• WRITTEN TASK:
Copy the data from the line that contains "Objective - one point per instance of the empty" to its last line, exactly, including both of those lines and leaving out everything before.

[DATASET ENTRIES start]

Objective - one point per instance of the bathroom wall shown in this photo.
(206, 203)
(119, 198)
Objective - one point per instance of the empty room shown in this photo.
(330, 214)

[DATASET ENTRIES end]

• FINISHED EXERCISE:
Objective - one point per instance of the empty room shown in this photo.
(330, 214)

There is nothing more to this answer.